## AIM
Reproduce verbatim the part of the records below that opens with the line containing "Locate each instance of the cloud" and closes with the final line of the records.

— START OF MATERIAL FOR THE TASK —

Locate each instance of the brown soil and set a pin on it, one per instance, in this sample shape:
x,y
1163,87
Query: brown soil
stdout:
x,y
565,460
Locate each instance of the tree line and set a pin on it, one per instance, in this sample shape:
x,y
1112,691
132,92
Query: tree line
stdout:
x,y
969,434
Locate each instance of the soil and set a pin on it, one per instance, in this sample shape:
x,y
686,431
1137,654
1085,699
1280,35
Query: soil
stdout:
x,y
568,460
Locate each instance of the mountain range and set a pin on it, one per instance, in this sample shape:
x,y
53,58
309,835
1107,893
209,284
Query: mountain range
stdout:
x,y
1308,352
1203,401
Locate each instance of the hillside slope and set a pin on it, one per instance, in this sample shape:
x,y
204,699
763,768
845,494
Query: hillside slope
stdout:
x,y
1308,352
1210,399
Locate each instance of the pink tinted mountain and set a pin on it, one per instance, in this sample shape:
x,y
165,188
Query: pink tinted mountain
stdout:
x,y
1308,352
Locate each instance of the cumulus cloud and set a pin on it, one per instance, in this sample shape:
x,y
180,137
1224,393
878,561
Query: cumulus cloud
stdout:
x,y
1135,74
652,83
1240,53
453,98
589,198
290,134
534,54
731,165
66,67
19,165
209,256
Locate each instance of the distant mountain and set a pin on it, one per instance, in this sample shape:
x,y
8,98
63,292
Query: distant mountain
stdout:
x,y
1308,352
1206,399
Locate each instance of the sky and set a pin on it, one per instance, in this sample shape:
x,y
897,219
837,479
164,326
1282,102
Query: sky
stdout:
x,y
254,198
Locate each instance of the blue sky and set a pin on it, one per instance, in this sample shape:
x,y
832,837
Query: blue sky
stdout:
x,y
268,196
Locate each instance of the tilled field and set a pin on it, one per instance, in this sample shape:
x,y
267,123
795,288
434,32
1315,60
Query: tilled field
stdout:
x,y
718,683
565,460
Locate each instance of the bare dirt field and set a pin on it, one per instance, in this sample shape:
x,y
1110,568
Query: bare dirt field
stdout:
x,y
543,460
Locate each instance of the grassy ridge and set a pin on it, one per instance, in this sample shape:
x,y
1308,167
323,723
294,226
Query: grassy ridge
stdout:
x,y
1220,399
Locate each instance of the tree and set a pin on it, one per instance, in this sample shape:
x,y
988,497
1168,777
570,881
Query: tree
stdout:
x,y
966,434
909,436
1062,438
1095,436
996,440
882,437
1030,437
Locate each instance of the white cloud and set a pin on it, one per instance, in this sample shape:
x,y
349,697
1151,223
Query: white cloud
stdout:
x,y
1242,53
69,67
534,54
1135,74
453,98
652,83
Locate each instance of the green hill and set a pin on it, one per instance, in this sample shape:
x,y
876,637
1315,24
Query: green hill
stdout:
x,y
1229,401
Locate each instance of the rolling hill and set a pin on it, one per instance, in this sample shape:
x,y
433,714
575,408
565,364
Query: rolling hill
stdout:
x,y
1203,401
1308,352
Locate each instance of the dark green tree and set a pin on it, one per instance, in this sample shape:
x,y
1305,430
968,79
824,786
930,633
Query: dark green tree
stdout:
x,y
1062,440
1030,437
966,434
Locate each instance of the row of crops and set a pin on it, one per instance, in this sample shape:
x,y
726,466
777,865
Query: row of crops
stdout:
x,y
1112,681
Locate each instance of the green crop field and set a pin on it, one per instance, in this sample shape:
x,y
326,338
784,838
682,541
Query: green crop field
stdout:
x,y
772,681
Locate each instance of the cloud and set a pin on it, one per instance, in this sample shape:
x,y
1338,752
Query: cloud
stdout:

— END OF MATERIAL FOR THE TASK —

## REPLY TO THE TASK
Locate each instance of the cloud and set a pin on it, one per instance, in this sample shape:
x,y
1338,752
Query: cloud
stdout:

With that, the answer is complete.